## [Dataset excerpts]
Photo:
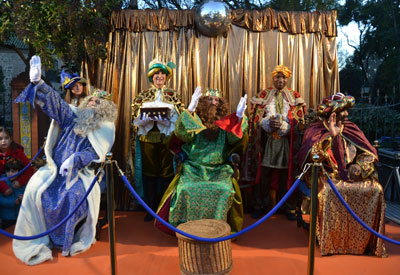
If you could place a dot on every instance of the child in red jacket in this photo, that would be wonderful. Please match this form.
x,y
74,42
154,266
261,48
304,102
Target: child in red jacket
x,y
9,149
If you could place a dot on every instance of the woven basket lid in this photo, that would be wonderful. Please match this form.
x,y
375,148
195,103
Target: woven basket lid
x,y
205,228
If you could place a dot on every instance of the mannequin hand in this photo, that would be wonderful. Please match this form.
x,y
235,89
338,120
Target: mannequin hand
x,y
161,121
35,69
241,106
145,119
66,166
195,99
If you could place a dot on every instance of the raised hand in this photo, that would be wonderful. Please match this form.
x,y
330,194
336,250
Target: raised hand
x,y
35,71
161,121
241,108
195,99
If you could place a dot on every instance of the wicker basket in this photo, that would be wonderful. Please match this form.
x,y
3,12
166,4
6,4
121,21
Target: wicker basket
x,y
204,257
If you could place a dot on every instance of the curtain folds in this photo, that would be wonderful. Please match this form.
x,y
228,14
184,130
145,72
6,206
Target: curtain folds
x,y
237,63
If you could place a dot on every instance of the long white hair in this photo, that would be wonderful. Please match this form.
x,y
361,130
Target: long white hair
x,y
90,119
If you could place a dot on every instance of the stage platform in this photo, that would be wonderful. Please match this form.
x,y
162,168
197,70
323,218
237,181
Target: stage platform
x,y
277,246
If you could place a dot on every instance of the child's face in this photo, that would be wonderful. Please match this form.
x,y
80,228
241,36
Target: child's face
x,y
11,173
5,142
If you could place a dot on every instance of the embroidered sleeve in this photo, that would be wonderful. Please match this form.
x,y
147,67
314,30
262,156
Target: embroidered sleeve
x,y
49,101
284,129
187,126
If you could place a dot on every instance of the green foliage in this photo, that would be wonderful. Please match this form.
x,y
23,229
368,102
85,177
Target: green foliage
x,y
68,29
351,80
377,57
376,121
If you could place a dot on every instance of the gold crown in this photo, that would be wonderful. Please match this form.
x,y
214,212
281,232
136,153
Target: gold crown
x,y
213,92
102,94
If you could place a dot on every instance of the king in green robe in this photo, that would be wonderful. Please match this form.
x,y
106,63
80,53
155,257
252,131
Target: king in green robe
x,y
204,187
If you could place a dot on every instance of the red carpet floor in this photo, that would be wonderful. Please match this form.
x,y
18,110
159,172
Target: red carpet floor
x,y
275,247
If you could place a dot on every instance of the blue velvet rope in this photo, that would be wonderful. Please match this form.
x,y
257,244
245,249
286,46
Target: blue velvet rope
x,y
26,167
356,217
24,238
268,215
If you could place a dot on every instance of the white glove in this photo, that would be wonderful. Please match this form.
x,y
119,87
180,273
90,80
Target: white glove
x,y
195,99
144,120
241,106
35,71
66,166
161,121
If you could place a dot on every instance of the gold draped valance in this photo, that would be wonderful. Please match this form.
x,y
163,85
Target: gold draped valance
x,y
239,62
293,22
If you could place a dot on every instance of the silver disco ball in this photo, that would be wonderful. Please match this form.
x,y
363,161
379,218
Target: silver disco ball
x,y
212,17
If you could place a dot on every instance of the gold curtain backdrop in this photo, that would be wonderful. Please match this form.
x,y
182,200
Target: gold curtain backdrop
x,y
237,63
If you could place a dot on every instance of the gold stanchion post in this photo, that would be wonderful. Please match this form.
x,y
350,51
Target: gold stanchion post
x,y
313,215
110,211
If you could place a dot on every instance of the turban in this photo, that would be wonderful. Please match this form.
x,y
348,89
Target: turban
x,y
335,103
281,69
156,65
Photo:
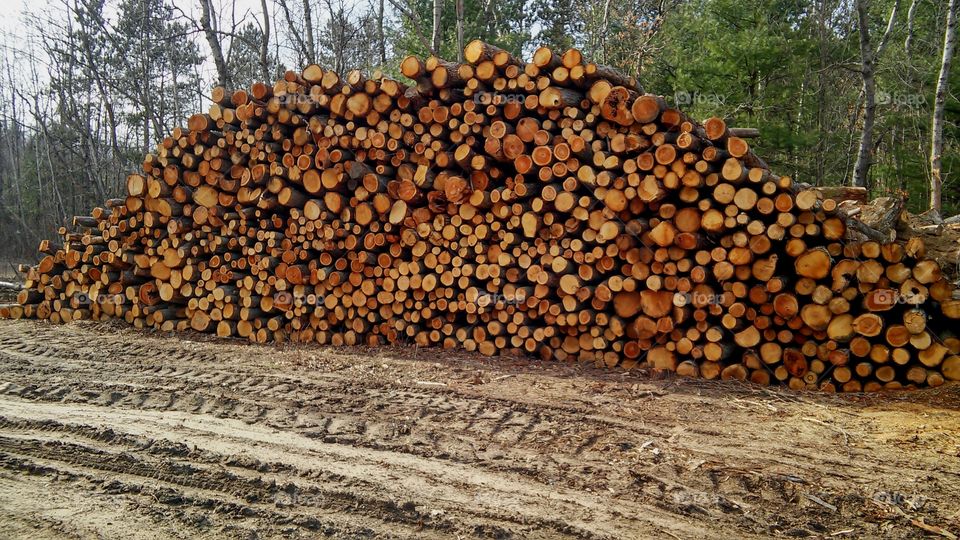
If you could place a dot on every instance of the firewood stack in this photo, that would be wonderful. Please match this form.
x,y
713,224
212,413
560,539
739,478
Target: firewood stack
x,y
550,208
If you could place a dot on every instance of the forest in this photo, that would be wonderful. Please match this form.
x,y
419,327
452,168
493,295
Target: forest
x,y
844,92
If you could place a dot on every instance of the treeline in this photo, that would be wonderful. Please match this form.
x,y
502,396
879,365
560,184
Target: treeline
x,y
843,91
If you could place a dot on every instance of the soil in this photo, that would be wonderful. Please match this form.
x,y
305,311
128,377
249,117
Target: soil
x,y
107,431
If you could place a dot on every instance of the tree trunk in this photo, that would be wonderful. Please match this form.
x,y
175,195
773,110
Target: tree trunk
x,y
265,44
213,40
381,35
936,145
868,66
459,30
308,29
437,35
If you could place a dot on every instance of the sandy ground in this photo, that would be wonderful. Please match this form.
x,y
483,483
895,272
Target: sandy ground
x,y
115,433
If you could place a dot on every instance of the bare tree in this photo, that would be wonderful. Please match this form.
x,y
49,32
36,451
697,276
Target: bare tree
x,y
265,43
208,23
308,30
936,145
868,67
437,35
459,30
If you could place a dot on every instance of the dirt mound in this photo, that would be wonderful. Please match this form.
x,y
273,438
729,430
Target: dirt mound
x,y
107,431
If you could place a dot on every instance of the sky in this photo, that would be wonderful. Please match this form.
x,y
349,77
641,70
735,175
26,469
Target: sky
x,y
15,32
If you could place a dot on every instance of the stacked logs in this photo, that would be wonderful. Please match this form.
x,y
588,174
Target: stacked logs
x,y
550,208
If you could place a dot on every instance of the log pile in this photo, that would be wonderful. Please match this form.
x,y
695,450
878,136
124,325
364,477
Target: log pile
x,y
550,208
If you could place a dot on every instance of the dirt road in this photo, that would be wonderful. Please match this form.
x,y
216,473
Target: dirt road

## [Stated task]
Except for the pictures, print the data above exactly.

## [Task answer]
Photo:
If you could place a dot on every instance of the child in red jacket in this photo, that would be wonderful. Please match this form.
x,y
74,42
154,266
261,48
304,102
Target: child in red jacket
x,y
9,149
If you could place a dot on every instance of the woven basket lid in this photo, that would be wonderful. Please match this form.
x,y
375,148
195,103
Target: woven basket lid
x,y
205,228
If you could place a dot on every instance of the mannequin hand in this photo, that would be wonderful. Please match this form.
x,y
235,89
338,120
Target: mannequin hand
x,y
161,121
35,69
241,106
145,119
66,166
195,99
If you could place a dot on every instance of the raised hand in this photo, that would be wonderful. Please match this form.
x,y
330,194
336,250
Target: raised hand
x,y
35,71
161,121
241,108
195,99
If you could place a dot on every instance of the wicker basket in this photo, that would be wonderful. Please match this form.
x,y
3,12
166,4
6,4
121,21
Target: wicker basket
x,y
204,257
If you could place a dot on every instance of the curtain folds in this photo, that would be wonderful. Please match this form.
x,y
228,14
184,130
145,72
6,206
Target: curtain folds
x,y
237,63
If you could place a dot on every instance of the long white hair in this photo, that would be wonderful. Please match this form.
x,y
361,130
Target: long white hair
x,y
90,119
If you could place a dot on every instance of the stage platform in this photo, that would be wonderful. Please match this form.
x,y
162,168
197,70
323,218
237,181
Target: stage platform
x,y
277,246
If you could place a dot on every instance of the child's face in this photo, that would be wonderful. Please match this form.
x,y
80,228
241,36
Target: child's face
x,y
11,173
5,142
If you could place a dot on every instance of the embroidered sleeve in this photo, that would be wonderful. Please match this form.
x,y
147,67
314,30
262,156
Target: embroidered sleeve
x,y
49,101
284,129
187,126
If you could place a dot on every instance of the green foliage in this photo, that would be wonderful. Please match this form.
x,y
23,229
368,102
85,177
Target: green foliage
x,y
68,29
351,80
377,57
376,121
If you could place a dot on every instance of the gold crown in this photo, that would be wonderful. Please match this form.
x,y
214,212
281,232
136,153
Target: gold crown
x,y
213,92
102,94
If you could place a dot on every instance of the king in green robe in this photo, that would be wonderful. Please match this form.
x,y
106,63
80,53
155,257
252,131
Target: king in green robe
x,y
204,187
If you could place a dot on every instance of the red carpet floor in this photo, that would be wonderful. Please match this form.
x,y
18,110
159,172
Target: red carpet floor
x,y
275,247
If you could place a dot on every instance of the blue velvet rope in this photo, that would be wonderful. Please match this form.
x,y
257,244
245,249
286,46
Target: blue velvet rope
x,y
26,167
356,217
24,238
268,215
If you could place a dot on every instance of the white glove in this photo, that would be wonderful. Please match this form.
x,y
119,87
180,273
90,80
Target: white glove
x,y
195,99
144,120
241,106
35,71
66,166
161,121
If you could place a dot on every instance of the gold draped valance in this photo, that would be wonderful. Please match this form.
x,y
163,85
Target: gold draped valance
x,y
239,62
293,22
If you could place a dot on every instance of the silver disco ball in this photo, that would be wonderful. Please match this form.
x,y
363,161
379,218
Target: silver disco ball
x,y
212,17
If you could place a dot on every instance of the gold curtain backdrop in this photo, that would be wonderful. Please match this form.
x,y
182,200
Target: gold curtain backdrop
x,y
237,63
If you could place a dot on every instance of the gold stanchion post in this photo, that would be wonderful. Please match this form.
x,y
350,51
Target: gold stanchion post
x,y
313,215
110,211
If you could place a dot on every instance of the turban in this photo, that would be wonderful. Please match this form.
x,y
348,89
Target: turban
x,y
335,103
281,69
156,65
Photo:
If you could place a dot on every instance of the firewood stack in this photo, that would be wonderful. Please match this form.
x,y
713,224
212,413
560,539
739,478
Target: firewood stack
x,y
550,208
If you could place a dot on every instance of the forest in this photo, that would be wonderful. Please match this form.
x,y
419,327
452,168
493,295
Target: forest
x,y
844,92
If you could place a dot on every instance of the treeline in this photo, that would be wonderful. Please match this form.
x,y
502,396
879,365
560,184
Target: treeline
x,y
843,91
If you could place a dot on every instance of the soil in this photo, that would be wonderful. Please match this form.
x,y
305,311
128,377
249,117
Target: soil
x,y
107,431
If you could place a dot on every instance of the tree trunk in this photo, that would be wonderful. Please match this form.
x,y
175,195
773,110
Target: tree trunk
x,y
265,44
213,40
381,35
936,145
868,66
459,30
308,29
437,35
If you could place a dot on every instance of the sandy ground in this photo, that would be wonderful. Please match this form.
x,y
483,483
895,272
Target: sandy ground
x,y
115,433
If you could place a dot on every instance of the bare tree in this photo, that would be wonderful. Please match this form.
x,y
49,32
36,451
697,276
Target: bare tree
x,y
265,43
208,23
308,30
936,145
868,67
437,35
459,30
If you could place a dot on every instance of the dirt mound in this photo, that would be wonderful. Please match this form.
x,y
273,438
729,430
Target: dirt mound
x,y
107,431
If you could place a dot on every instance of the sky in this photo, that would be wonderful. Please match this form.
x,y
349,77
641,70
735,175
26,469
Target: sky
x,y
15,32
If you could place a dot on every instance of the stacked logs in this photo, that would be wonderful. Please match this form.
x,y
588,174
Target: stacked logs
x,y
550,208
If you could place a dot on every instance of the log pile in this photo, that would be wonderful. Please match this form.
x,y
695,450
878,136
124,325
364,477
Target: log pile
x,y
550,208
If you could place a dot on every instance of the dirt road in this photo, that would be wonderful. Please match this form.
x,y
216,473
Target: dirt road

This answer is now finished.